SHORT EXERCISE.
Rescale the stretch from the line containing "# give the mask of every instance of the white" through the line containing "[[[26,158],[13,158],[15,161],[22,167],[31,167],[29,159]]]": write out all of those lines again, requests included, with every point coordinate in the answers multiplied by 0.85 and rounded to whole numbers, halves up. Give only those lines and leave the pictures out.

▬▬▬

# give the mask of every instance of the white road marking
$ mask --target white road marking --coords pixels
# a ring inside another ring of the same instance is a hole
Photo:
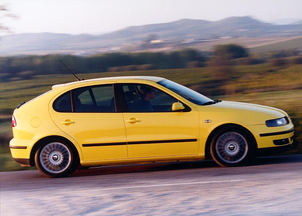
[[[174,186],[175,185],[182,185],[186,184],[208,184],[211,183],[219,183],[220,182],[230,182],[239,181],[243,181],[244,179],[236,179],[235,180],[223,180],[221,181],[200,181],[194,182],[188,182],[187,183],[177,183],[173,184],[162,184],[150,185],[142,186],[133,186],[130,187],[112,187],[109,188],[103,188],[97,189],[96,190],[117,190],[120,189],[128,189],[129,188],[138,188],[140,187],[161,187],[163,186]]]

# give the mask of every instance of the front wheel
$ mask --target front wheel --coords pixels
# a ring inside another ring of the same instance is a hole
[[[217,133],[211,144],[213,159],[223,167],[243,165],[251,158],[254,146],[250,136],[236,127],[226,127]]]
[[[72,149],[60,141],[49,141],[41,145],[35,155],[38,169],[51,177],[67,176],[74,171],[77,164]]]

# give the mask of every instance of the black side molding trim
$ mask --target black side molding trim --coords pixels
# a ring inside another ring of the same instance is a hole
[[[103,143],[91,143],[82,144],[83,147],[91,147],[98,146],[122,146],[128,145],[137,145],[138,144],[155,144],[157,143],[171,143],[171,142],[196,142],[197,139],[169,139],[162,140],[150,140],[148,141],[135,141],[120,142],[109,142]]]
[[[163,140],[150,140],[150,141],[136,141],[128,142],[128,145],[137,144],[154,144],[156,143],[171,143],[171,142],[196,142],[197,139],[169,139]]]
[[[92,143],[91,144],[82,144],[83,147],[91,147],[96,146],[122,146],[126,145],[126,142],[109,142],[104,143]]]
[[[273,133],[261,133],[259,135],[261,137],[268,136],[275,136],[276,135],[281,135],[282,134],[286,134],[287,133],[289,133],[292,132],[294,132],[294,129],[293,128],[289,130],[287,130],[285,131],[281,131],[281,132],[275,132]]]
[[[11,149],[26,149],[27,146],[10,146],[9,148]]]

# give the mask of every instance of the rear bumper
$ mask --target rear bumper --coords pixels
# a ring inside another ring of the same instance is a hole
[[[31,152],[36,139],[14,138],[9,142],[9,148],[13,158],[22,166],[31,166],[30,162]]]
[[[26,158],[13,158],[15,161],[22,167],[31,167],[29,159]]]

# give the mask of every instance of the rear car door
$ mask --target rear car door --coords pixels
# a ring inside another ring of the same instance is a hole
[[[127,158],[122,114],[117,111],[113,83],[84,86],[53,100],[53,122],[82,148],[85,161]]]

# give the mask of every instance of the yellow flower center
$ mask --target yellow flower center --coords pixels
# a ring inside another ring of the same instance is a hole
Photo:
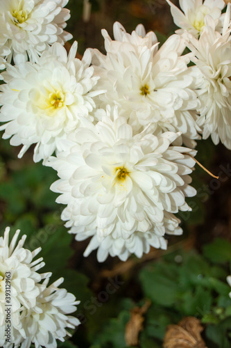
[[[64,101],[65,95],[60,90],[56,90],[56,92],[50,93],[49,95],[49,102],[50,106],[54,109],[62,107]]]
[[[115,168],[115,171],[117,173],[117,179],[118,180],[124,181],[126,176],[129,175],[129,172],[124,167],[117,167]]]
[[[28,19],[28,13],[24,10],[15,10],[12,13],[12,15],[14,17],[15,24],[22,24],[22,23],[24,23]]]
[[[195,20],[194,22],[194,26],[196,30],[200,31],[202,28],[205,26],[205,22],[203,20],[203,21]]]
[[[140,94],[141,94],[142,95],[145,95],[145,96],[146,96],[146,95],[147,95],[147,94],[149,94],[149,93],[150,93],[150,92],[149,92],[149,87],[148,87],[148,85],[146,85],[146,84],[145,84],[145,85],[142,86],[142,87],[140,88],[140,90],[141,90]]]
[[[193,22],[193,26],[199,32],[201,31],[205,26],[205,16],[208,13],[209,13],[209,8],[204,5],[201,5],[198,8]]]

▬▬▬

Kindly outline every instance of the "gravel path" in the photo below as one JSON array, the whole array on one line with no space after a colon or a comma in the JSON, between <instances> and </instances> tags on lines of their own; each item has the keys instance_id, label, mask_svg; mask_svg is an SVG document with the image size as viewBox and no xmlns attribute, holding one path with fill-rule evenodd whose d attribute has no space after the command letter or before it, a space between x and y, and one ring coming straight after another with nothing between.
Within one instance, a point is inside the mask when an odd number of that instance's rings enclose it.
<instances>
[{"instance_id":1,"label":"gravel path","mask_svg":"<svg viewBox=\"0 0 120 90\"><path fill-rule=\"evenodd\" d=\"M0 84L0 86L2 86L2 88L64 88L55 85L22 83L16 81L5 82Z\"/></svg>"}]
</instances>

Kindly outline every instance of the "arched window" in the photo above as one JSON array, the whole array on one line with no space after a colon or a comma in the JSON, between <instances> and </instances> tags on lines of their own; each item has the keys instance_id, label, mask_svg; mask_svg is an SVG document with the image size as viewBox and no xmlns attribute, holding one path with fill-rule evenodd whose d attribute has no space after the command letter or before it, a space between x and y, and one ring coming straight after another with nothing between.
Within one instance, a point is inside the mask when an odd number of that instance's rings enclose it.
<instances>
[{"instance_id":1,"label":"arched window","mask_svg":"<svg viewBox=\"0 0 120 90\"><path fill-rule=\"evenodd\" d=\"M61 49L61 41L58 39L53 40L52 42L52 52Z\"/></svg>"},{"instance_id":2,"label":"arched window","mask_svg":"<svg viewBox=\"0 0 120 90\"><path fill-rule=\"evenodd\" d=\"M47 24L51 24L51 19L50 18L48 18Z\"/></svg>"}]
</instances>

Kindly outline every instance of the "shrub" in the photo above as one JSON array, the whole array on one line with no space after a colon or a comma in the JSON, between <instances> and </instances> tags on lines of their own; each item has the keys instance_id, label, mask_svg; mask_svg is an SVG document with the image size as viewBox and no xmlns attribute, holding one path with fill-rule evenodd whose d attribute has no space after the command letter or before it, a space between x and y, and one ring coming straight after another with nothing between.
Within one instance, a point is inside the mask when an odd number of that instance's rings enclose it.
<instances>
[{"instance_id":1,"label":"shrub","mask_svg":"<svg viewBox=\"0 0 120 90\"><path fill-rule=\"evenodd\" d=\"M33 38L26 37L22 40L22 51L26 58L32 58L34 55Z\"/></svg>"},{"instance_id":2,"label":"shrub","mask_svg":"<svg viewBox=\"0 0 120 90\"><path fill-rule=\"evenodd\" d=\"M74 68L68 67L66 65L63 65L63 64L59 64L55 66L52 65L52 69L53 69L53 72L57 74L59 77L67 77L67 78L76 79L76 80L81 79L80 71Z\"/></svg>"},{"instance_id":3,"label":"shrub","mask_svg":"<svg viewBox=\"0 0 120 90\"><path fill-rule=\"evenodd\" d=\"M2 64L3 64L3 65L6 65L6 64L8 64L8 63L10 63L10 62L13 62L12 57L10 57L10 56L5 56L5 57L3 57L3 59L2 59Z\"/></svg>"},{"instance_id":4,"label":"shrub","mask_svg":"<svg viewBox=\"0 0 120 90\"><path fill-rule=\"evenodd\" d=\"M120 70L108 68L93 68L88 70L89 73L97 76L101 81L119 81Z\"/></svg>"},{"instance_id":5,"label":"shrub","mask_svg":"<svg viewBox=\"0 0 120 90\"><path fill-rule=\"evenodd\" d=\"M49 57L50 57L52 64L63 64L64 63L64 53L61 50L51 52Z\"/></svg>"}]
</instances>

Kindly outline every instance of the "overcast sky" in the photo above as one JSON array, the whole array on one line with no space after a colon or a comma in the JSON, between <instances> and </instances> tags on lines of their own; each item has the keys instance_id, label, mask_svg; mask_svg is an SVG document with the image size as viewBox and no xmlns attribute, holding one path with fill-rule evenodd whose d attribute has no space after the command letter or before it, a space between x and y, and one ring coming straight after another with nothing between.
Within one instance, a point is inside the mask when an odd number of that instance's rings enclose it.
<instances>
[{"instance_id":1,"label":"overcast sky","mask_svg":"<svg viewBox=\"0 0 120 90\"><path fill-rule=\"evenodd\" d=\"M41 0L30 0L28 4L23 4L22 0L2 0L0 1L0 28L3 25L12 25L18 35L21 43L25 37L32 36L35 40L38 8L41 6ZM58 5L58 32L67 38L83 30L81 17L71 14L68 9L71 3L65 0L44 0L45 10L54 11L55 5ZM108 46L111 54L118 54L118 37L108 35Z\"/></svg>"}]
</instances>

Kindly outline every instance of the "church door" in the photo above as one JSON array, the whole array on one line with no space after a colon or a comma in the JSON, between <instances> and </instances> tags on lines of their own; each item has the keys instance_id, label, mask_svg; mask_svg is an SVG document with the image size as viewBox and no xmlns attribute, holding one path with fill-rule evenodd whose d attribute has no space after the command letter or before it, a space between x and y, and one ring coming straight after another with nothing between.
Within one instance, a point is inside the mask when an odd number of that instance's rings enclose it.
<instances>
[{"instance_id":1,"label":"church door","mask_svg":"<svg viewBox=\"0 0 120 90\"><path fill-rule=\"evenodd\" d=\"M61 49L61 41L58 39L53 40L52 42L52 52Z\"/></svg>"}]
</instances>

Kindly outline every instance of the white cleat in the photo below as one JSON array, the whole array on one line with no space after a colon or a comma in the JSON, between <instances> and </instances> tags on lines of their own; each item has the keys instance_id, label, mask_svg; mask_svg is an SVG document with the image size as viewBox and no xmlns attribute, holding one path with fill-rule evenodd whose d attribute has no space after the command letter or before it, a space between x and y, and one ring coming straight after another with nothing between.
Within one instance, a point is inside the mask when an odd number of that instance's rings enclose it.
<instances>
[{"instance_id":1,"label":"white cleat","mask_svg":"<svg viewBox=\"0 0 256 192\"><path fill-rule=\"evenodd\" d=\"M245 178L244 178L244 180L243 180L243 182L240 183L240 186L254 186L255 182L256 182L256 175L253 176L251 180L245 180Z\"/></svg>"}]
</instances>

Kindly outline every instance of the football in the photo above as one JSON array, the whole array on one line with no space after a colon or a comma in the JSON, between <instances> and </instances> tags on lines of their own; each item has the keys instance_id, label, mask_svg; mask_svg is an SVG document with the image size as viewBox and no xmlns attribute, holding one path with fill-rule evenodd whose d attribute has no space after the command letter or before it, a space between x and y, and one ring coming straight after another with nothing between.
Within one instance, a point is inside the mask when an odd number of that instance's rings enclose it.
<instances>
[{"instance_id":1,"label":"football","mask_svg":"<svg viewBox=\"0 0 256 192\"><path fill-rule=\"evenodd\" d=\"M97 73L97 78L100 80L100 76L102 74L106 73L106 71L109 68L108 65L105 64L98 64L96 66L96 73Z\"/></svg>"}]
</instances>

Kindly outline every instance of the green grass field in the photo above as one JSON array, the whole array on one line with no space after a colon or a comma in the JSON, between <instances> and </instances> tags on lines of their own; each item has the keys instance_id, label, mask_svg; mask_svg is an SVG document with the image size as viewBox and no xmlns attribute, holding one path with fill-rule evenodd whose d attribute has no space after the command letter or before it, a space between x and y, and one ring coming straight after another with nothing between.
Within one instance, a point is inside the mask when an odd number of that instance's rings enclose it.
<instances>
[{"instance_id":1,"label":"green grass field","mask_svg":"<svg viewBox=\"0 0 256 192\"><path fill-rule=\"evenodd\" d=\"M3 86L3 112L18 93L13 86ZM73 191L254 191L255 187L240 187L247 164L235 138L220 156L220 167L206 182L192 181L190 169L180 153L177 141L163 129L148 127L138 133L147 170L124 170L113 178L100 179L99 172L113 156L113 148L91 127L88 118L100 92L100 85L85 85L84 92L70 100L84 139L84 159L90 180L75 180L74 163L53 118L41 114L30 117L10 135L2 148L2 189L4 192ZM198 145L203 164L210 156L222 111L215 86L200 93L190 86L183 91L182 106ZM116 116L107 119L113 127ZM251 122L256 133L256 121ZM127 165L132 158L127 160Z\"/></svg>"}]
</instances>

▬▬▬

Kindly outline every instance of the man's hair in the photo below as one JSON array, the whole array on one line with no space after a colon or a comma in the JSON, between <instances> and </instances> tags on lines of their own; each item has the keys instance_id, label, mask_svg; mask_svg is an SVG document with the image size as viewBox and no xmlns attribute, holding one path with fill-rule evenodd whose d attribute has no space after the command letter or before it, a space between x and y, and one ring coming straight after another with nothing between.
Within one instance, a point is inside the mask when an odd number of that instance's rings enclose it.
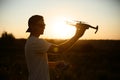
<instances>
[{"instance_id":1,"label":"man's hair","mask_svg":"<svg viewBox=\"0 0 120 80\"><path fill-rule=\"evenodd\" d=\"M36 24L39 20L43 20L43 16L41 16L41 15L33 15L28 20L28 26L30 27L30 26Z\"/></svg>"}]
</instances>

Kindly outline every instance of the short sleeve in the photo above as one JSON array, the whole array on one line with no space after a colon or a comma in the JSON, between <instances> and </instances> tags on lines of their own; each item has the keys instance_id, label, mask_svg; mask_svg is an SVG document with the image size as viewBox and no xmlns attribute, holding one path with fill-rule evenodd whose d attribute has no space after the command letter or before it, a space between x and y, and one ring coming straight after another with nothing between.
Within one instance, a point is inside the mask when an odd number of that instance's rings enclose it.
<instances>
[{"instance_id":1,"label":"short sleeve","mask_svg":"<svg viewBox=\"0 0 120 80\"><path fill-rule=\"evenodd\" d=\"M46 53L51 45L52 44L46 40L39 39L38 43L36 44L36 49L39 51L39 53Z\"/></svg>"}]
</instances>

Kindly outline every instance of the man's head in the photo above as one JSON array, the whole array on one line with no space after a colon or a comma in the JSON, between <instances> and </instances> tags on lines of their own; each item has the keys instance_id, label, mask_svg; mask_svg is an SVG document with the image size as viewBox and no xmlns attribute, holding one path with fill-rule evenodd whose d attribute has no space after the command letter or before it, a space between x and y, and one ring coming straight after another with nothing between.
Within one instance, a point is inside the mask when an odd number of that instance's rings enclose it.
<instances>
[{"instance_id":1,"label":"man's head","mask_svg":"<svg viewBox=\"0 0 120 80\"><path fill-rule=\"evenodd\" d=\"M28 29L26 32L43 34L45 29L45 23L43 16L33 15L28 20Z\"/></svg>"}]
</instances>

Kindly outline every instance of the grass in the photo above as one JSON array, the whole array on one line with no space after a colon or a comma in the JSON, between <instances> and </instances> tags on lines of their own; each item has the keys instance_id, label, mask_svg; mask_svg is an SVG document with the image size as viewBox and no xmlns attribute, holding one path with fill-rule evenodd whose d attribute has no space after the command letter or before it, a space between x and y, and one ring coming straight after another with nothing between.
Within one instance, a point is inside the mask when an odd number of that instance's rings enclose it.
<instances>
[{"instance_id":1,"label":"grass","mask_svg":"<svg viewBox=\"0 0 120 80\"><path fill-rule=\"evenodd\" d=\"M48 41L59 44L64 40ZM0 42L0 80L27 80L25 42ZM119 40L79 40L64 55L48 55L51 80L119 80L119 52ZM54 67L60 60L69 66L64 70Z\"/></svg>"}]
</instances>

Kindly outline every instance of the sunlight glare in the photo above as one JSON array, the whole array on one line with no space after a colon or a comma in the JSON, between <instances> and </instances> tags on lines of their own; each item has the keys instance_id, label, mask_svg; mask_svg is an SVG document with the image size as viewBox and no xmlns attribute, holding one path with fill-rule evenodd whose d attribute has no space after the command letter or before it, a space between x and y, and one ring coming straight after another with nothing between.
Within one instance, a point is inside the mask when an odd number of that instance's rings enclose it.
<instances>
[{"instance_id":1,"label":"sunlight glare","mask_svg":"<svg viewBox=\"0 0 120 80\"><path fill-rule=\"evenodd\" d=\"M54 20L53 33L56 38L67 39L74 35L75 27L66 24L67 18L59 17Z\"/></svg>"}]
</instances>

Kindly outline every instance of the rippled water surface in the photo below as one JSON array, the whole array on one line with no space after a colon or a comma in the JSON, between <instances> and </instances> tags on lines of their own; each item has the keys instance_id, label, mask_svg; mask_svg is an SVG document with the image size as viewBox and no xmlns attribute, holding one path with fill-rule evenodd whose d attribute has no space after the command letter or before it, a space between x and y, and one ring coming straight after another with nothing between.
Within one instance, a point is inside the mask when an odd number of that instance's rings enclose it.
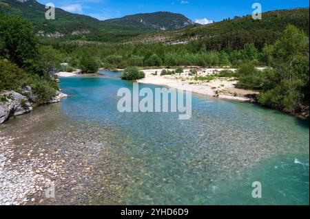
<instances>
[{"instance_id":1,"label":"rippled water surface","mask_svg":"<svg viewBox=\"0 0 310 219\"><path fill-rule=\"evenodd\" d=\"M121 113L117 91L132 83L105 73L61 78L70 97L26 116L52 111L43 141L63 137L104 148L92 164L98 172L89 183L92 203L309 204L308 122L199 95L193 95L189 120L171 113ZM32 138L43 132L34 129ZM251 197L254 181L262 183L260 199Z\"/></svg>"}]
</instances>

▬▬▬

CORRECT OUTPUT.
# give the mask of every instance of the white road marking
$ mask --target white road marking --coords pixels
# a ring inside another ring of the same instance is a hole
Photo:
[[[148,158],[149,157],[155,157],[158,156],[177,156],[179,156],[186,156],[187,155],[196,155],[203,154],[207,154],[207,152],[201,152],[200,153],[190,153],[188,154],[170,154],[165,155],[160,155],[159,156],[150,156],[147,156],[138,156],[128,157],[121,158],[113,158],[111,159],[95,159],[93,160],[88,160],[82,161],[82,162],[99,162],[102,161],[109,161],[110,160],[117,160],[119,159],[137,159],[139,158]]]

# give the mask of every instance of the front wheel
$ mask --target front wheel --coords pixels
# a ring inside another ring of the same instance is a hole
[[[184,113],[179,122],[181,135],[190,142],[207,140],[213,134],[216,124],[213,116],[201,108],[192,108]]]
[[[61,127],[51,120],[42,120],[35,123],[30,132],[32,144],[43,150],[57,150],[63,145],[65,139]]]

# give the mask of every instance of the black side molding trim
$ mask --target black side molding trim --coords pixels
# a ring inside another ring of the same instance is a hole
[[[88,122],[77,122],[70,122],[71,125],[77,125],[83,124],[104,124],[109,123],[116,123],[117,122],[132,122],[133,122],[145,122],[145,121],[167,121],[167,118],[144,118],[138,119],[128,119],[126,120],[115,120],[102,121],[93,121]]]
[[[139,119],[128,119],[128,120],[116,120],[109,121],[109,123],[116,122],[131,122],[133,122],[145,122],[145,121],[167,121],[167,118],[144,118]]]
[[[78,122],[77,122],[70,122],[71,125],[77,125],[82,124],[104,124],[107,123],[107,121],[93,121],[88,122]]]
[[[232,113],[222,113],[220,115],[222,116],[228,116],[234,116],[235,115],[239,115],[240,114],[243,114],[244,113],[246,113],[248,112],[250,112],[250,110],[249,109],[246,111],[244,111],[242,111],[239,111],[239,112],[234,112]]]
[[[9,127],[22,127],[23,124],[9,124],[8,126]]]

# give the mask of every instance of the rear bumper
$ mask --target rear bumper --coords pixels
# a ring inside another ring of the same instance is a hole
[[[26,129],[31,118],[12,117],[8,121],[8,126],[11,134],[19,141],[26,141],[26,138]]]
[[[22,134],[11,134],[13,137],[19,142],[26,142],[25,135]]]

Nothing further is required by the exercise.